→ RECORDS FOR THE TASK
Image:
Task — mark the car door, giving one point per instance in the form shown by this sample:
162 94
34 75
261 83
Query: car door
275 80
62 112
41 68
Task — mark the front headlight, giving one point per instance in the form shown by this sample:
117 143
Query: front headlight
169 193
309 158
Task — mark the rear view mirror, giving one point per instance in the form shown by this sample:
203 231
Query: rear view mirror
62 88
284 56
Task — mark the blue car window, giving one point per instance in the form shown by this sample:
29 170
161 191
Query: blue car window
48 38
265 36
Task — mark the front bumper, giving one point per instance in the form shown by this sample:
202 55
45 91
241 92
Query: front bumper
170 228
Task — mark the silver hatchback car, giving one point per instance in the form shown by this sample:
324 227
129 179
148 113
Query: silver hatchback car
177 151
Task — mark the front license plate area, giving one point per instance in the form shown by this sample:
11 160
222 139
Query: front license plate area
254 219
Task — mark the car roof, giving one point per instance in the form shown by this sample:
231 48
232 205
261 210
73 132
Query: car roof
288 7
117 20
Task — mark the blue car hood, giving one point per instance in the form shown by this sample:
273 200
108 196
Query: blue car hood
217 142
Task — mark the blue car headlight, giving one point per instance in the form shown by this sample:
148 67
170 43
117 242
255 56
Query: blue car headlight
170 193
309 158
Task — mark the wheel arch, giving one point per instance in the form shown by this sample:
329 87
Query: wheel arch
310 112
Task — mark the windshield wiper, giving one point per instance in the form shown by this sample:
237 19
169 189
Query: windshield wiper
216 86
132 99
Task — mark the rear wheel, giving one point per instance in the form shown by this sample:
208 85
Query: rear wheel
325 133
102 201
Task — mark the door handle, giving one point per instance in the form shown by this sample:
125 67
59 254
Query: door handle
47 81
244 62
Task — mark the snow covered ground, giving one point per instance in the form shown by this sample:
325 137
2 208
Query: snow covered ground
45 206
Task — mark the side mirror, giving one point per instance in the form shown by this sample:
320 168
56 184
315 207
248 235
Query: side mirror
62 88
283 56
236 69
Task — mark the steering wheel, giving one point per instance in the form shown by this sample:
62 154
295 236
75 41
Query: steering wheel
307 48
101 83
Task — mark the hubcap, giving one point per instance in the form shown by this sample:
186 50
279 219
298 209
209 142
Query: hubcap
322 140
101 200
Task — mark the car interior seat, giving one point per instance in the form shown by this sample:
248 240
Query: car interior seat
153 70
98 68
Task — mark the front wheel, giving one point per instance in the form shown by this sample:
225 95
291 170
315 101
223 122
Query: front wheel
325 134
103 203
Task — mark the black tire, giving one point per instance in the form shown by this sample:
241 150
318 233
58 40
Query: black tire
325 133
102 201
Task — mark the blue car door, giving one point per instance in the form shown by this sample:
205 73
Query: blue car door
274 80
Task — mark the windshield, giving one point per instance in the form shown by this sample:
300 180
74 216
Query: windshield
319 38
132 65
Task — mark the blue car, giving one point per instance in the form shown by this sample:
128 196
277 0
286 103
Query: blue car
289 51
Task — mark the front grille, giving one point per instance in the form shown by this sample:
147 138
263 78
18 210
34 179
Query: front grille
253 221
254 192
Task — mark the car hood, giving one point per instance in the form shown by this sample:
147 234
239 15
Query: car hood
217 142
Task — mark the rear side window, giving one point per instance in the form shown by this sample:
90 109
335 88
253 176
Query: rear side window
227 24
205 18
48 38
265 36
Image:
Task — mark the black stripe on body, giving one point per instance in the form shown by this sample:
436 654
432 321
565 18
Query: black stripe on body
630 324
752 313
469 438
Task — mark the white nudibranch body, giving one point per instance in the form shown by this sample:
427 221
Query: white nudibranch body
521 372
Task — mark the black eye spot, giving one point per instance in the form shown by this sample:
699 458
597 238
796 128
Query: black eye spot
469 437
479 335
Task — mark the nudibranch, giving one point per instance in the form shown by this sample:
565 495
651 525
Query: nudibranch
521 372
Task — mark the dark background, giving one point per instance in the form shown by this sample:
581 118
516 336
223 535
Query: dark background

→ TASK TO CARRY OUT
In the entries above, find each line with "dark" and copy it.

→ ANSWER SECTION
Task — mark the dark background, giving one point per instance in the form shown by this sample:
Query: dark background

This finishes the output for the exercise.